**Given task 1:** Report every line among the entries below that contains the word "hand", copying each such line in full.

**Document segment:**
>> Start
# Mama and kids on a nice fall morning



## GreenMountainNigerians (Jul 3, 2013)

Sent from my iPad using Goat Forum


----------



## cowgirlboergoats (Apr 29, 2012)

Aww l, I can wait for our kids to be born now. 5 more months


----------



## Trickyroo (Sep 26, 2012)

Awww how sweet they are  I love Mama's face , she is so pretty .
Babies are adorable , love the little black one , lol. The other one looks like a Mama mini me


----------



## BoulderOaks (Sep 24, 2014)

Beautiful doe and beautiful kids! I like the black one.


----------



## GreenMountainNigerians (Jul 3, 2013)

Thanks you all❤ they are our first born babies. 
Five more months?! I remember when that seemed like forever to me. Soon you'll be cuddling your new babies! The little black bucking is a hoot. So full of himself! I raise mama from one month old and the little girl looks just like her. Except more color. Her moms one of my favorites too.
>> End
**Data listing:**
>> Start
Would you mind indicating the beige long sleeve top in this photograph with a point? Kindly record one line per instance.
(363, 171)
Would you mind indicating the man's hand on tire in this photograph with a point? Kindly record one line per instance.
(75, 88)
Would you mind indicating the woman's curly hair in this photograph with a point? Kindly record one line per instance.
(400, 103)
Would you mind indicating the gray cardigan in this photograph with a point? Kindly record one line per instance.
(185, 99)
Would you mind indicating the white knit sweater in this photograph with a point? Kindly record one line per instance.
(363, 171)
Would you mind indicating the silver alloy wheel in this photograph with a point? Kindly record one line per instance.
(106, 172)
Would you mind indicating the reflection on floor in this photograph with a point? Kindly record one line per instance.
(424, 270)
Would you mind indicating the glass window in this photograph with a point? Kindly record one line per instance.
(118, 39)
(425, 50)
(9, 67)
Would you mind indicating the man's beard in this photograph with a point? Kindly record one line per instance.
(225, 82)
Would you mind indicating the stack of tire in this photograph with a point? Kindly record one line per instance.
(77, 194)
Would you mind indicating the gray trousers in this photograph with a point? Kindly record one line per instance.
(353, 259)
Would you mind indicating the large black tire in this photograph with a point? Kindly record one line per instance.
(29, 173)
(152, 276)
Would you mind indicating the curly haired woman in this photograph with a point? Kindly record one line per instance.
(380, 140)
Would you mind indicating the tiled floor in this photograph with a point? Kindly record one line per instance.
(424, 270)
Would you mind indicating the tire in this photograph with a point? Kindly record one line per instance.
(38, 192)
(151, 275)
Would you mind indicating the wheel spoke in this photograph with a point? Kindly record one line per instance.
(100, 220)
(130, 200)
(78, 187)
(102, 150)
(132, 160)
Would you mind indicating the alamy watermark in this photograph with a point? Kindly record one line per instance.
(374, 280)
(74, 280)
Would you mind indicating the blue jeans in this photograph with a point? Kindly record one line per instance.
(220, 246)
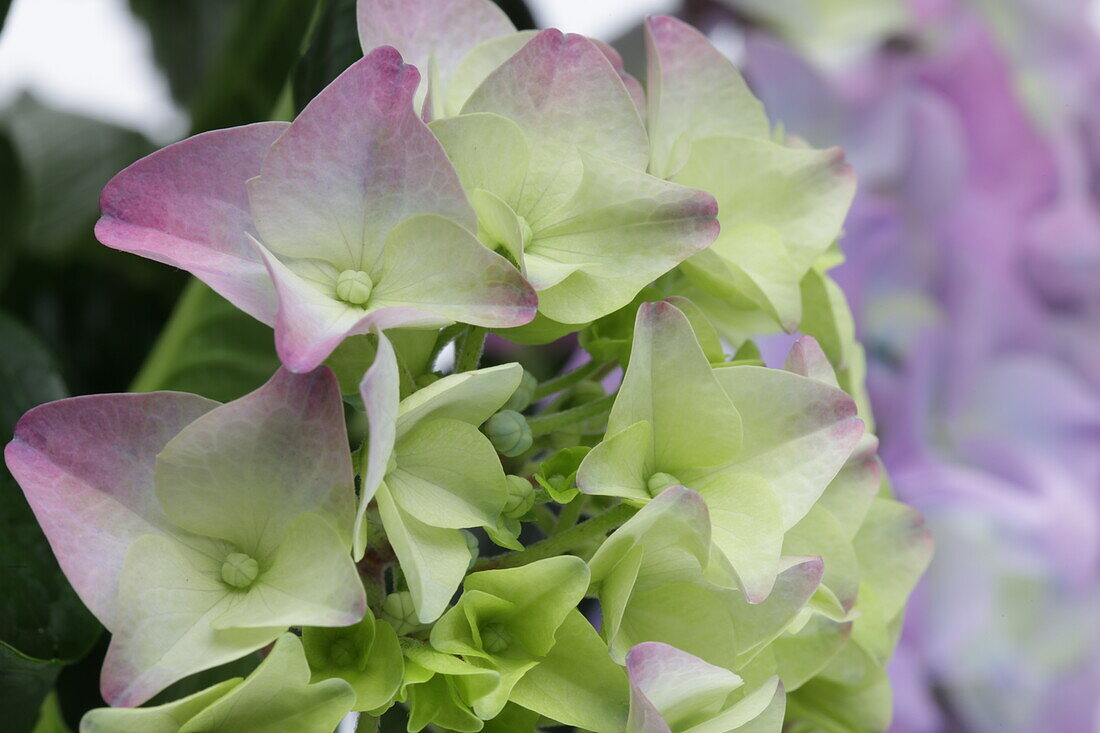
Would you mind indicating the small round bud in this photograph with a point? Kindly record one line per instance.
(509, 433)
(520, 496)
(354, 286)
(524, 394)
(472, 545)
(239, 570)
(495, 637)
(659, 482)
(398, 611)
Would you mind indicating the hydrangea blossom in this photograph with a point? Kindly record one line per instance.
(972, 252)
(705, 545)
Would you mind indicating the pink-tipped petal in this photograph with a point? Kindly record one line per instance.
(693, 91)
(86, 466)
(433, 35)
(187, 206)
(355, 163)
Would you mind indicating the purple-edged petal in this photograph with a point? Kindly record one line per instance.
(433, 35)
(355, 163)
(693, 93)
(381, 393)
(187, 206)
(86, 466)
(244, 470)
(563, 91)
(806, 359)
(668, 685)
(798, 431)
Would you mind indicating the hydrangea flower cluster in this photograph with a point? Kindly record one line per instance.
(974, 256)
(706, 545)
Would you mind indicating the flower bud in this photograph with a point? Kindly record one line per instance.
(472, 545)
(520, 496)
(509, 433)
(354, 286)
(524, 394)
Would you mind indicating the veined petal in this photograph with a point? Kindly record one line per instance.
(435, 265)
(672, 687)
(187, 206)
(622, 229)
(244, 470)
(471, 396)
(801, 194)
(433, 35)
(355, 163)
(448, 474)
(381, 393)
(798, 433)
(168, 599)
(308, 580)
(86, 467)
(693, 91)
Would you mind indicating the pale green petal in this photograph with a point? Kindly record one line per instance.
(169, 597)
(375, 674)
(309, 580)
(798, 433)
(471, 397)
(246, 469)
(670, 384)
(433, 265)
(576, 684)
(682, 688)
(802, 194)
(623, 229)
(760, 711)
(433, 559)
(499, 227)
(475, 66)
(747, 526)
(692, 91)
(448, 474)
(620, 465)
(488, 151)
(161, 719)
(821, 534)
(277, 698)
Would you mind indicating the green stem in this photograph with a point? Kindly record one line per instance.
(568, 380)
(547, 424)
(570, 513)
(469, 348)
(597, 526)
(162, 359)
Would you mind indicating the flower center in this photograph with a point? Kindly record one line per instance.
(495, 638)
(354, 286)
(659, 482)
(239, 570)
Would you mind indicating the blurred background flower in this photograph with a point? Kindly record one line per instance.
(972, 269)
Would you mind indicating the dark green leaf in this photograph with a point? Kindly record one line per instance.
(227, 61)
(209, 348)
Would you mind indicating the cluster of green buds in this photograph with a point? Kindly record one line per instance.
(668, 536)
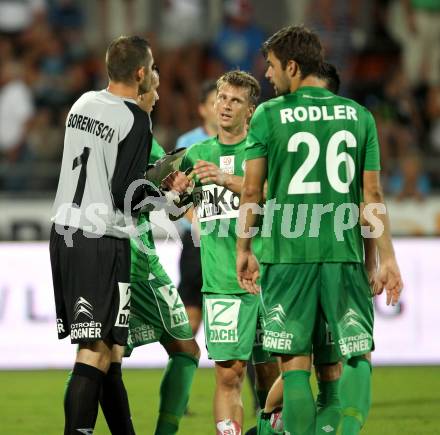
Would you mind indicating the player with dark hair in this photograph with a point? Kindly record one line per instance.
(157, 312)
(320, 150)
(230, 315)
(106, 148)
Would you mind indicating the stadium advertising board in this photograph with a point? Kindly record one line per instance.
(405, 334)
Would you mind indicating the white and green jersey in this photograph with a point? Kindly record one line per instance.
(317, 146)
(217, 211)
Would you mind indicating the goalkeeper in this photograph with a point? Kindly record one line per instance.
(158, 314)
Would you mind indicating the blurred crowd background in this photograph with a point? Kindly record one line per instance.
(51, 51)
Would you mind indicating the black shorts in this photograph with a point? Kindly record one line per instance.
(190, 273)
(91, 286)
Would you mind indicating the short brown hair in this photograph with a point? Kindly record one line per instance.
(125, 55)
(242, 79)
(296, 43)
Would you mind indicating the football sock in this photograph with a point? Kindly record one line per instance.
(299, 410)
(66, 386)
(114, 402)
(81, 399)
(328, 414)
(262, 396)
(174, 391)
(227, 427)
(264, 424)
(355, 394)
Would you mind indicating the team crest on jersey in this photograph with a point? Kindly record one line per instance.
(227, 164)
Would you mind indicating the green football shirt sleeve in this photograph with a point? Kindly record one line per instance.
(257, 138)
(372, 153)
(157, 152)
(187, 161)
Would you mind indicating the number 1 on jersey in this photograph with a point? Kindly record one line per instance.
(80, 160)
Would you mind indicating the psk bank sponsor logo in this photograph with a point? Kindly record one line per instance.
(223, 320)
(227, 164)
(215, 202)
(88, 328)
(275, 339)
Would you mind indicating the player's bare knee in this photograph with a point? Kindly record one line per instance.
(230, 374)
(266, 374)
(187, 346)
(296, 362)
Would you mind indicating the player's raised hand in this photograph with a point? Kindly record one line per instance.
(248, 271)
(208, 172)
(176, 181)
(389, 278)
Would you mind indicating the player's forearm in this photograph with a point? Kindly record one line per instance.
(233, 183)
(383, 239)
(251, 198)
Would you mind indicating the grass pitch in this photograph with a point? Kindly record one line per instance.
(406, 401)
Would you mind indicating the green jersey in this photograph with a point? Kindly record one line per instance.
(140, 262)
(217, 212)
(317, 146)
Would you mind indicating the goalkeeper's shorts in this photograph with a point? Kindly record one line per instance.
(157, 313)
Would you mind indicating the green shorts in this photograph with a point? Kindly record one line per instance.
(156, 312)
(323, 345)
(233, 327)
(296, 296)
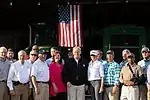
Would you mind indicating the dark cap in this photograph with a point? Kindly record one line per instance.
(35, 47)
(131, 55)
(146, 49)
(110, 52)
(42, 52)
(93, 53)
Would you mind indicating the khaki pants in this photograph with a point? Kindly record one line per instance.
(21, 92)
(148, 95)
(143, 92)
(3, 91)
(76, 92)
(130, 93)
(108, 94)
(44, 92)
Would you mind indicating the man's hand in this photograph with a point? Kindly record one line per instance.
(55, 89)
(148, 86)
(86, 87)
(101, 90)
(12, 92)
(30, 91)
(115, 89)
(37, 91)
(131, 83)
(68, 84)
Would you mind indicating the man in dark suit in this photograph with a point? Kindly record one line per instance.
(75, 75)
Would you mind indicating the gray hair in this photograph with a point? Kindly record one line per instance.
(77, 49)
(126, 51)
(3, 48)
(21, 51)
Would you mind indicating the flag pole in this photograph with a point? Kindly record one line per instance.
(30, 34)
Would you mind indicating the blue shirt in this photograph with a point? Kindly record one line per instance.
(102, 62)
(111, 73)
(123, 63)
(49, 61)
(144, 64)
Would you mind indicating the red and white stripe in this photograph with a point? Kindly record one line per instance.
(70, 34)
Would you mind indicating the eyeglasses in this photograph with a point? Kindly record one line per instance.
(33, 55)
(144, 52)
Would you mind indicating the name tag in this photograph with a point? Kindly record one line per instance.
(83, 65)
(77, 78)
>> End
**Given task 2:** Reproduce, without alteration, everything in the goat forum thread above from "## Trickyroo (Sep" down to "the black one.".

**Correct answer 1:**
Would you mind indicating the man's hand on tire in this photograph with a point? Kindly record one line per instance.
Would you mind indicating the player's raised hand in this photograph with a point? Kindly record one line per instance.
Would you mind indicating the man's hand in this photograph with a point? Kindly record one line per instance.

**Correct answer 2:**
## Trickyroo (Sep 26, 2012)

Awww how sweet they are  I love Mama's face , she is so pretty .
Babies are adorable , love the little black one , lol. The other one looks like a Mama mini me


----------



## BoulderOaks (Sep 24, 2014)

Beautiful doe and beautiful kids! I like the black one.